WHAT IS BEING ASKED> Please revise the lines below so that every "vertex pairs" becomes "coordinate pairs", with everything else unchanged. Leave out the pictures when you give the lines back.
Start
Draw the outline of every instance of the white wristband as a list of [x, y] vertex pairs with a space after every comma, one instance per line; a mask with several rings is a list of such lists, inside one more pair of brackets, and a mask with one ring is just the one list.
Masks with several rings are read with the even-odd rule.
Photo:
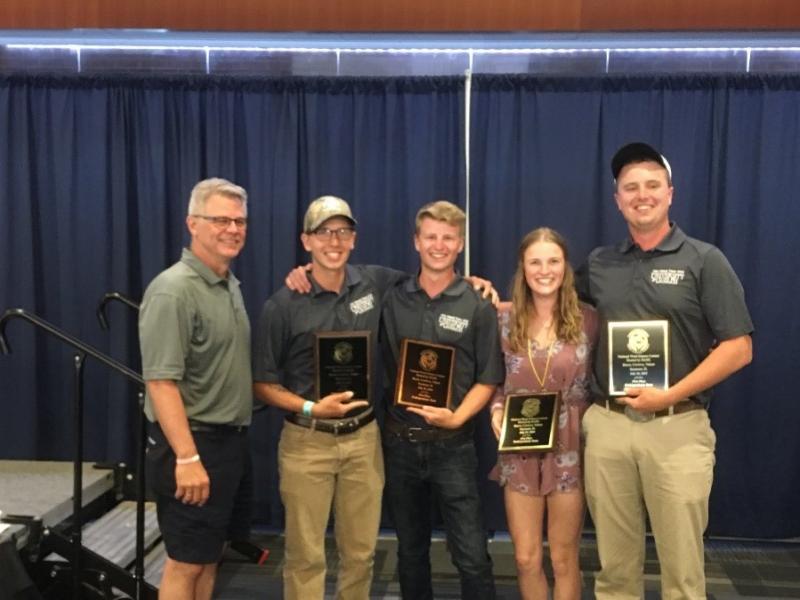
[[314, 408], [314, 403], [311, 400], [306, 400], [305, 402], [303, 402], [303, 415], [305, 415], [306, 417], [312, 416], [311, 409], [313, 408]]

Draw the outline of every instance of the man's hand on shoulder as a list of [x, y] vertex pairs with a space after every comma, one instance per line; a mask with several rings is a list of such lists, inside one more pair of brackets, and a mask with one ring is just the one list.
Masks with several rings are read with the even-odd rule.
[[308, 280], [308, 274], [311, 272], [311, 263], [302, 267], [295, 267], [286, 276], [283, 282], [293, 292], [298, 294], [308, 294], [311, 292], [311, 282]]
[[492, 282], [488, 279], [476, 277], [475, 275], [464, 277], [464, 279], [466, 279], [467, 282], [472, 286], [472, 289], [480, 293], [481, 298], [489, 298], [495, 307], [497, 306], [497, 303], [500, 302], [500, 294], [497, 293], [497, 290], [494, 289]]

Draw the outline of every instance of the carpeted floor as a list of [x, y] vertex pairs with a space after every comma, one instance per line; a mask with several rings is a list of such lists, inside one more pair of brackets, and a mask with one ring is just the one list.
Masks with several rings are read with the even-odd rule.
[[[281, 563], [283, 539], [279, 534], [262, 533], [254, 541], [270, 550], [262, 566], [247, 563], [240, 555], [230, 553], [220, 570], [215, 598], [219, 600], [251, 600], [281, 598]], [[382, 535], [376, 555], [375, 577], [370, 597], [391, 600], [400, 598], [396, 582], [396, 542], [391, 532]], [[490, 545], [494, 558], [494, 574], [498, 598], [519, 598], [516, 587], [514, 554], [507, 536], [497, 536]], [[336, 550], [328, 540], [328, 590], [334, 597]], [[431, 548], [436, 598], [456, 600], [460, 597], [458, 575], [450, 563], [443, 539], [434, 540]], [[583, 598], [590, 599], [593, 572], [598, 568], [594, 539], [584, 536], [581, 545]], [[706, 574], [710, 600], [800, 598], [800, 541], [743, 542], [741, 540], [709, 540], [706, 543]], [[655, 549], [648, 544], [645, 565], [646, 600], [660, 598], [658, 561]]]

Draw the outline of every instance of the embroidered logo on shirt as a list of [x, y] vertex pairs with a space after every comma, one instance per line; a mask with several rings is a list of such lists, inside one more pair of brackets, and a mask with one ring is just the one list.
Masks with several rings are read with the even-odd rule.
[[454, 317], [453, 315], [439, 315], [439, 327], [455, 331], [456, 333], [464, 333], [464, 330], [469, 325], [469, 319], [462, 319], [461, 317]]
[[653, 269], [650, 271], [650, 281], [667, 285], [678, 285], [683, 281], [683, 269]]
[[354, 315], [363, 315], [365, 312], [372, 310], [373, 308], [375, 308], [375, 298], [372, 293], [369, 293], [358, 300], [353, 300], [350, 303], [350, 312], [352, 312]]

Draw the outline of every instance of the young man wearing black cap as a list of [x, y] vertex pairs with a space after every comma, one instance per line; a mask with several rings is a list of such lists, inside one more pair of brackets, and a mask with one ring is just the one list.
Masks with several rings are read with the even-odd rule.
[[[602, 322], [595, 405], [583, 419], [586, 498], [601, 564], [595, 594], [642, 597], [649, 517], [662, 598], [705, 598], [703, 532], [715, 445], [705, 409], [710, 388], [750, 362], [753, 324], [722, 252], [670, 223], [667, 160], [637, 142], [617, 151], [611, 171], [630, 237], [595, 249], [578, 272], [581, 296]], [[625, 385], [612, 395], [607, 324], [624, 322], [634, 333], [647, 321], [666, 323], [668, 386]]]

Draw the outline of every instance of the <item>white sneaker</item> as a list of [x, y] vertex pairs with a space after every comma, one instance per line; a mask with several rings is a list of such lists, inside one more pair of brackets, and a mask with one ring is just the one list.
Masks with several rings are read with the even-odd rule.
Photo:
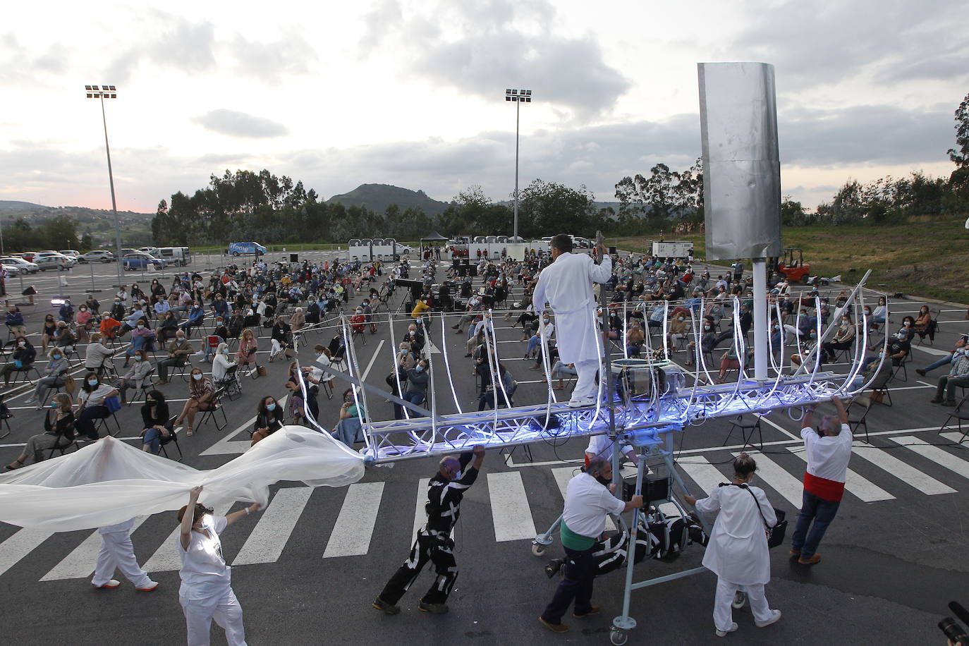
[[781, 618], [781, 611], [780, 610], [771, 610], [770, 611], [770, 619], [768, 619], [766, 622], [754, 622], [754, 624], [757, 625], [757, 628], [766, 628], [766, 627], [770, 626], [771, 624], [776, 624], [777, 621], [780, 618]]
End
IN RESPONSE>
Draw the outline of every instance of the white wristband as a list of [x, y] coordinate pairs with a space after every comma, one instance per line; a mask with several rings is a list of such lists, inside one more pair of brackets, and a mask with one ring is just the one list.
Masks with several rings are read with the even-odd rule.
Photo:
[[314, 408], [314, 403], [311, 400], [306, 400], [305, 402], [303, 402], [303, 415], [305, 415], [306, 417], [312, 416], [311, 409], [313, 408]]

Draw the outline of every instance of the man's hand on shoulder as a list of [x, y] coordinate pairs with a space after every comma, one instance per line; a mask with several rings is a list of such lists, inside one more pair of brackets, and a mask with one ring is just the one list.
Masks with several rings are read with the even-odd rule.
[[308, 280], [308, 274], [311, 272], [311, 263], [302, 267], [295, 267], [286, 276], [283, 282], [293, 292], [298, 294], [308, 294], [311, 292], [311, 282]]
[[492, 282], [488, 279], [476, 277], [475, 275], [464, 277], [464, 279], [466, 279], [467, 282], [472, 286], [472, 289], [480, 293], [481, 298], [489, 298], [495, 307], [497, 306], [497, 303], [500, 302], [500, 294], [497, 293], [497, 290], [494, 289]]

Draw the outline of every instance of the carpeted floor as a list of [x, y] coordinate pairs with a space after every comma, one instance per line; a mask with several rings is a list of such lists, inside one more pair of brackets, and a mask with one ring is just the one list.
Masks with several rings are read with the even-odd rule.
[[[281, 563], [283, 539], [279, 534], [262, 533], [254, 541], [270, 550], [262, 566], [247, 563], [240, 555], [230, 553], [220, 570], [215, 598], [219, 600], [251, 600], [281, 598]], [[382, 535], [376, 555], [375, 577], [370, 597], [391, 600], [400, 598], [396, 582], [396, 542], [391, 532]], [[490, 545], [494, 558], [494, 574], [498, 598], [519, 598], [516, 587], [514, 554], [507, 536], [497, 536]], [[336, 550], [328, 540], [328, 590], [334, 597]], [[431, 548], [436, 598], [456, 600], [460, 597], [458, 575], [450, 563], [443, 539], [434, 540]], [[583, 598], [590, 599], [593, 572], [598, 568], [594, 539], [584, 536], [581, 545]], [[706, 574], [710, 600], [800, 598], [800, 541], [743, 542], [741, 540], [709, 540], [706, 543]], [[655, 549], [648, 544], [645, 565], [646, 600], [660, 598], [658, 561]]]

Draw the outline of every instance of the embroidered logo on shirt as a list of [x, y] coordinate pairs with a space after every comma, one instance per line; a mask with several rings is a list of such lists, inside one more pair of brackets, and a mask with one ring is just the one list.
Masks with several rings are read with the even-odd rule.
[[454, 317], [453, 315], [439, 315], [439, 327], [455, 331], [456, 333], [464, 333], [464, 330], [469, 325], [469, 319], [462, 319], [461, 317]]
[[653, 269], [650, 271], [650, 281], [667, 285], [678, 285], [683, 281], [683, 269]]
[[354, 315], [363, 315], [365, 312], [372, 310], [373, 308], [375, 308], [375, 298], [372, 293], [369, 293], [358, 300], [353, 300], [350, 303], [350, 312], [352, 312]]

Draw the outline of every instance of the young man wearing black cap as a list of [x, y] coordinate pairs with a space after every comma, one instance per line; a mask with several rings is a list of such lists, inside one more pair of brackets, and a mask with one ring is just the one list.
Masks with several rings are read with the even-odd rule.
[[[602, 322], [595, 405], [583, 419], [586, 498], [601, 564], [595, 594], [642, 597], [649, 517], [662, 598], [705, 598], [703, 532], [715, 445], [705, 409], [710, 388], [750, 362], [753, 324], [722, 252], [670, 223], [667, 160], [637, 142], [617, 151], [611, 171], [630, 237], [595, 249], [578, 272], [581, 296]], [[625, 385], [612, 395], [607, 324], [624, 322], [634, 333], [647, 321], [666, 323], [668, 386]]]

Draw the outline of every instance of the <item>white sneaker</item> as a list of [x, y] coordinate pairs with a space after every comma, one instance per line; a mask with several rings is a list of such lists, inside one more pair of brackets, and a mask with one ring is just the one list.
Masks with several rings are read with the even-odd rule.
Photo:
[[781, 618], [781, 611], [780, 610], [771, 610], [770, 611], [770, 619], [768, 619], [766, 622], [754, 622], [754, 624], [757, 625], [757, 628], [766, 628], [766, 627], [770, 626], [771, 624], [776, 624], [777, 621], [780, 618]]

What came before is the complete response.